■ REQUEST ■
Recast the material below as a Markdown table with the columns Row and Text, numbering each line and skipping blank ones. Begin with the line that contains "Mark every instance of the green stem" and continue through the last line of the material.

------------------------------------------------------------

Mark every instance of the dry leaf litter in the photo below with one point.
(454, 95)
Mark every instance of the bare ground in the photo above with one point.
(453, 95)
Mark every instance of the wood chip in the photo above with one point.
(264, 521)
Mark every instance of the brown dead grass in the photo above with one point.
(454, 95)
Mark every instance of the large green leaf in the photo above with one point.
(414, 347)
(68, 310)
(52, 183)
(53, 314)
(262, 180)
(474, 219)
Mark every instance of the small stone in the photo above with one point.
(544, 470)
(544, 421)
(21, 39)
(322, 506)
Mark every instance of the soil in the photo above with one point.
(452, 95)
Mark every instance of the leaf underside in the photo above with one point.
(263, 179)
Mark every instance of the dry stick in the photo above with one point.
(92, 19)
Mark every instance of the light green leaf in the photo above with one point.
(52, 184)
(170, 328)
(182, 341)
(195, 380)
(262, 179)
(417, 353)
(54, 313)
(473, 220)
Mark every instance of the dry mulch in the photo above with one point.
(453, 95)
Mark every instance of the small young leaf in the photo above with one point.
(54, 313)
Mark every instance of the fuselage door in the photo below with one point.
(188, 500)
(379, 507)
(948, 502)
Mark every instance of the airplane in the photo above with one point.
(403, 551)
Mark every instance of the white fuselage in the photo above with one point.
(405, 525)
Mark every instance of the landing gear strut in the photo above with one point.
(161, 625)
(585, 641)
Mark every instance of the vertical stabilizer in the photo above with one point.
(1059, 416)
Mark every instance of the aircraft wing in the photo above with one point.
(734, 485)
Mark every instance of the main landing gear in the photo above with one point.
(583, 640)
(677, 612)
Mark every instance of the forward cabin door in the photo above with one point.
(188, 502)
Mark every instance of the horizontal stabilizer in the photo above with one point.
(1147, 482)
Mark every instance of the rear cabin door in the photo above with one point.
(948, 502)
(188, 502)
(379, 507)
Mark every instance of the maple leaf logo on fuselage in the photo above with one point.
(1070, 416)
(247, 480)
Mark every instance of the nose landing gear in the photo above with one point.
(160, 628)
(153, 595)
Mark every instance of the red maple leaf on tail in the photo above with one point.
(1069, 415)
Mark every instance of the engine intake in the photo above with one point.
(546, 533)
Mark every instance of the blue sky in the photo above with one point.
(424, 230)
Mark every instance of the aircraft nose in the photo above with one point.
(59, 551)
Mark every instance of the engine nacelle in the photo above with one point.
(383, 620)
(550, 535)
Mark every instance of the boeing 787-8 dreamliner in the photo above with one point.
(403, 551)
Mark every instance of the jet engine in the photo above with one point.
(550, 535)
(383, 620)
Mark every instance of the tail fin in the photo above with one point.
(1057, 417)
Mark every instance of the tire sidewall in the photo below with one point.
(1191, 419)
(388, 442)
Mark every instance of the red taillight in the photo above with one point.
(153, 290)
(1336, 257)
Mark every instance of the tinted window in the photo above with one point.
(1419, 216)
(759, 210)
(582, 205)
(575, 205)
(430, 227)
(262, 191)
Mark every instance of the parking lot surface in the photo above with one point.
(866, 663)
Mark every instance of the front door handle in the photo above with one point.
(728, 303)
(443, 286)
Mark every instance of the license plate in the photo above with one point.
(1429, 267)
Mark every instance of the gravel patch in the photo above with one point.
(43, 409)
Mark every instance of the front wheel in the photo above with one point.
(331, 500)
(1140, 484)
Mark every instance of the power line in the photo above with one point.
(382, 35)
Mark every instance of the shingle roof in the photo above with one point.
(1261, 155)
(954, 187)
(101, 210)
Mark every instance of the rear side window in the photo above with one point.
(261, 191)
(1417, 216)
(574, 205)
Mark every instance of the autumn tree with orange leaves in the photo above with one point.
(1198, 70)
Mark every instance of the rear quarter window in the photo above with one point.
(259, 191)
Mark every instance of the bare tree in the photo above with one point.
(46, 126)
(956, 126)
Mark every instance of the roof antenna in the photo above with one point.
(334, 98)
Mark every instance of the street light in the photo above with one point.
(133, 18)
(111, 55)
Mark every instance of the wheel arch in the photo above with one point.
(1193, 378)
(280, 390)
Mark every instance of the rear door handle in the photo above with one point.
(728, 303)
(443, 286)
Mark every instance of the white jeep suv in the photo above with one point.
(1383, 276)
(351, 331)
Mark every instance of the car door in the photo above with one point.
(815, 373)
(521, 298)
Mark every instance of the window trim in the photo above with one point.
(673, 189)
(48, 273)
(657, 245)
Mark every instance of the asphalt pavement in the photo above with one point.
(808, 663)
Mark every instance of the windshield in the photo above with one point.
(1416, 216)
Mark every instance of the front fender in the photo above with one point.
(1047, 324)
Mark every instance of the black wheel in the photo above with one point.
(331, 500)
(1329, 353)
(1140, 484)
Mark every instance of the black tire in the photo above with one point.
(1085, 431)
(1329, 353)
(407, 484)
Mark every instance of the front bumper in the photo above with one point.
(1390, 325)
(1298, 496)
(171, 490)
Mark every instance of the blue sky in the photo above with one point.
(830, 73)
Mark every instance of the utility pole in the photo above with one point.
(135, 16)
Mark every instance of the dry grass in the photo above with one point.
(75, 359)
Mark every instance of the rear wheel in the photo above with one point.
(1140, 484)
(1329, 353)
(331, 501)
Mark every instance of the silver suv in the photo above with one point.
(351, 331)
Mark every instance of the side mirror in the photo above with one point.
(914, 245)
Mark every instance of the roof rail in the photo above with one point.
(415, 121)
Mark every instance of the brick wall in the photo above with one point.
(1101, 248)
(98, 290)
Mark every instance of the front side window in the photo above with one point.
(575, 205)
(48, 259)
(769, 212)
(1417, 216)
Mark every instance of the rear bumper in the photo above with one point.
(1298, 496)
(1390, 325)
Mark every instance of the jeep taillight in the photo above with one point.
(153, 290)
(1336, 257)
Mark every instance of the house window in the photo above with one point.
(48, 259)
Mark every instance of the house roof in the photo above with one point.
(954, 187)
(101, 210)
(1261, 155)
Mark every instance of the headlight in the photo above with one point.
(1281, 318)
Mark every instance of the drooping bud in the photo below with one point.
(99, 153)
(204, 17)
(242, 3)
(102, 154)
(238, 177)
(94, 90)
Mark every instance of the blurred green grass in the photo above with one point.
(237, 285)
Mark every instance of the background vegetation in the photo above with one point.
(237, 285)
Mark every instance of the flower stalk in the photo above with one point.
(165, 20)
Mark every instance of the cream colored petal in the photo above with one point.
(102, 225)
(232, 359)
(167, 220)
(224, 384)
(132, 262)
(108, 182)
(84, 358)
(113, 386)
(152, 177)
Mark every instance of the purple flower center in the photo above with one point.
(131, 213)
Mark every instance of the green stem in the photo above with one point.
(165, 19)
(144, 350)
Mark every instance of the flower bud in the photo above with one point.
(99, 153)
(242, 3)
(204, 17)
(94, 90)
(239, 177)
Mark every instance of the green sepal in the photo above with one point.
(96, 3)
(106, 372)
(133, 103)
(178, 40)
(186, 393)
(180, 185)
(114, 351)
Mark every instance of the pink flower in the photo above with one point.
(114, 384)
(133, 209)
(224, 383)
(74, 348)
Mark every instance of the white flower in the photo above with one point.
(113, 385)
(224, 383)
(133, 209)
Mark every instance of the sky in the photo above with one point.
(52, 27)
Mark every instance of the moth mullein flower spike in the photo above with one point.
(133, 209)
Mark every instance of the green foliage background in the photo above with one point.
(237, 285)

------------------------------------------------------------

■ CORRECT RESPONSE ■
| Row | Text |
|---|---|
| 1 | Mark every instance of the green stem in the photo above with one point. |
| 2 | (165, 19) |
| 3 | (144, 350) |
| 4 | Mark every instance of the flower bud in the photo above with one point. |
| 5 | (99, 153) |
| 6 | (242, 3) |
| 7 | (204, 17) |
| 8 | (94, 90) |
| 9 | (239, 177) |
| 10 | Mark every instance of the green sepal in the photo above with one point. |
| 11 | (96, 3) |
| 12 | (106, 372) |
| 13 | (133, 103) |
| 14 | (178, 40) |
| 15 | (186, 393) |
| 16 | (180, 185) |
| 17 | (114, 351) |
| 18 | Mark every instance of the pink flower in the photo above with one point. |
| 19 | (114, 384) |
| 20 | (133, 209) |
| 21 | (224, 383) |
| 22 | (74, 348) |
| 23 | Mark every instance of the white flower in the photo above with one point. |
| 24 | (113, 385) |
| 25 | (224, 383) |
| 26 | (133, 209) |
| 27 | Mark every instance of the sky in the photo above with one point. |
| 28 | (52, 27) |
| 29 | Mark every instance of the moth mullein flower spike in the photo above with one point. |
| 30 | (133, 209) |
| 31 | Mark every instance of the green foliage background in the photo above with one point. |
| 32 | (237, 285) |